▸ Task set:
A. Answer these questions from the anime reviews:
(i) What color are the wings worn by the residents of the strange city?
(ii) Which company issued the dual-format reissue of Hellsing Ultimate OVA?
(iii) Whose manga is Hellsing Ultimate OVA adapted from?
B. Rewrite the part of the anime reviews starting with "Delayed repeatedly no" and going on through "this decade, too.", replacing "ultra-violent" with "extremely violent".

*** Opening of Source extract ***

A girl awakens in a strange city where all the denizens are around her age and are adorned with charcoal-colored wings. Is this the afterlife, or something even stranger and more complex? This mysterious and beguiling show, like Lain, has been a source of endless fascination and theorization since its original release, but was out of print for years due to Geneon's collapse and restructuring.
Delayed repeatedly no thanks to production problems and the demise of distributor Geneon, the vampires-vs.-Nazis shoot-'em-up Hellsing Ultimate OVAhad become a latter-day Holy Grail for anime fans. FUNimation's dual-format (BD/DVD) reissue restores volumes 1 through 8 of this adaptation of Kouta Hirano's ultra-violent manga to the land of the living, and was well worth the wait. As a bonus goodie, we got a separate reissue of the TV series edition of the story, which had also lapsed from print. Now let's see the rest of the OVA sometime before the end of this decade, too.

*** Close of Source extract ***
*** Opening of Dataset extract ***

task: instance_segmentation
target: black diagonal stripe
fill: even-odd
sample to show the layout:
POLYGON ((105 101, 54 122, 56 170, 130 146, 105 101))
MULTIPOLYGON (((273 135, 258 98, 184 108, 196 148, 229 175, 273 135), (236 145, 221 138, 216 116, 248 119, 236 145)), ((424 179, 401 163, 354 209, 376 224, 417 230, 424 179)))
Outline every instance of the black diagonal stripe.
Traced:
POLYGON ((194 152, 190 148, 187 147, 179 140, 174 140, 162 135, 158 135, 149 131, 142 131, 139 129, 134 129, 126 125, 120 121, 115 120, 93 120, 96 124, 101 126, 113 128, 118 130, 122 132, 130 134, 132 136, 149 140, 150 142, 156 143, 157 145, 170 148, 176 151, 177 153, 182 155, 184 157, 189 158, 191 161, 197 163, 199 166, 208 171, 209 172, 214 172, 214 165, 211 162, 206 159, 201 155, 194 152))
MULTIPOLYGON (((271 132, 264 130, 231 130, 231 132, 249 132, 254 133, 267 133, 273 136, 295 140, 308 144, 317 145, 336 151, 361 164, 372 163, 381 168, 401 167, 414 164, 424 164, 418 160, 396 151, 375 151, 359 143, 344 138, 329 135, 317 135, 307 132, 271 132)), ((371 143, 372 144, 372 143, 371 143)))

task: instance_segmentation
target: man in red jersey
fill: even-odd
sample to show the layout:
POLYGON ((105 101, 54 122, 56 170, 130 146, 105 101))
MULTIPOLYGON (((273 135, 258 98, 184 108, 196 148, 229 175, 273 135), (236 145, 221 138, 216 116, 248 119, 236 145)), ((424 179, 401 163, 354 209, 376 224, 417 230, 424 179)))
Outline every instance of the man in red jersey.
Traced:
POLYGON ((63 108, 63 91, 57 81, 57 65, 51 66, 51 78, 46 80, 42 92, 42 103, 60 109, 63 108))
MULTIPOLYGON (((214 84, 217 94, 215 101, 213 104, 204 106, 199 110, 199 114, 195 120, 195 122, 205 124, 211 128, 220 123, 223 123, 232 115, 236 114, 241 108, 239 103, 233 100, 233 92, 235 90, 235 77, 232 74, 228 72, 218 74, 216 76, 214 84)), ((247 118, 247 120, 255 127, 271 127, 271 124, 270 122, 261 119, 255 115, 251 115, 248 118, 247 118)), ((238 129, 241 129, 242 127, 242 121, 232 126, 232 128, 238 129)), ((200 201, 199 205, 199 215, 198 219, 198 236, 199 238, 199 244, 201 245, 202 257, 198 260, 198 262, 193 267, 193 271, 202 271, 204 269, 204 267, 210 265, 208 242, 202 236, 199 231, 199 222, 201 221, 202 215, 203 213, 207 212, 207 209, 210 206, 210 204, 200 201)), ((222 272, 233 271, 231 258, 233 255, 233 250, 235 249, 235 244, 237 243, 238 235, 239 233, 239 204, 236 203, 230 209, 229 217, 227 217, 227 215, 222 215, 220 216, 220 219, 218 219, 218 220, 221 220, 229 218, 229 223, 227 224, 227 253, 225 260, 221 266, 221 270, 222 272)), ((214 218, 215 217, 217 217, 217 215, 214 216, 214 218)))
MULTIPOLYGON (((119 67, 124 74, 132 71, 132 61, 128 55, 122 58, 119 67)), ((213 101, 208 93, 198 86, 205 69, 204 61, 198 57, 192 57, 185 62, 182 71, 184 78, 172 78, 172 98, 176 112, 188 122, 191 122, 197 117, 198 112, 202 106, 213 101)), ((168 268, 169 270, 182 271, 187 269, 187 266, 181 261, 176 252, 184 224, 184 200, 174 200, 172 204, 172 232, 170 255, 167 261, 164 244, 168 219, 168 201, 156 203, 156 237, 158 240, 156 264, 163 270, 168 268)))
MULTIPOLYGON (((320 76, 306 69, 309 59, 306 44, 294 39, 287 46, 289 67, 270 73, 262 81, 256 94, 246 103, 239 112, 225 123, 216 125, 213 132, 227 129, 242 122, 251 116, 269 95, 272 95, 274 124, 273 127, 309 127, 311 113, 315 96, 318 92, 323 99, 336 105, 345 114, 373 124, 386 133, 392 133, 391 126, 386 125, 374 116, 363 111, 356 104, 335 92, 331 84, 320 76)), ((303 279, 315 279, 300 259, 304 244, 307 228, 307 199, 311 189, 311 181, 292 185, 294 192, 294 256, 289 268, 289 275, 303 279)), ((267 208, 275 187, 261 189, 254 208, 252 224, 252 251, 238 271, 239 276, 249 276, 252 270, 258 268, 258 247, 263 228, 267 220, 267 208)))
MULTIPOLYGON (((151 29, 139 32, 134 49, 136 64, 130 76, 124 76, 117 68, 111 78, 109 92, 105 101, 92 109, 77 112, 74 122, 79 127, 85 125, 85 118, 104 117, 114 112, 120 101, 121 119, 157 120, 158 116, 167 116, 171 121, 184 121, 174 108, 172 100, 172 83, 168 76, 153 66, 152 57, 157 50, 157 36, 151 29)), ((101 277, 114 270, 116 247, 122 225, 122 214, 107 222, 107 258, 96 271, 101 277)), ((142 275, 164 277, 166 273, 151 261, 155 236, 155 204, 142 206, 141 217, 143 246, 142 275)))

*** Close of Dataset extract ***

▸ Results for each task:
A.
(i) Charcoal-colored.
(ii) FUNimation.
(iii) Kouta Hirano's.

B.
Delayed repeatedly no thanks to production problems and the demise of distributor Geneon, the vampires-vs.-Nazis shoot-'em-up Hellsing Ultimate OVAhad become a latter-day Holy Grail for anime fans. FUNimation's dual-format (BD/DVD) reissue restores volumes 1 through 8 of this adaptation of Kouta Hirano's extremely violent manga to the land of the living, and was well worth the wait. As a bonus goodie, we got a separate reissue of the TV series edition of the story, which had also lapsed from print. Now let's see the rest of the OVA sometime before the end of this decade, too.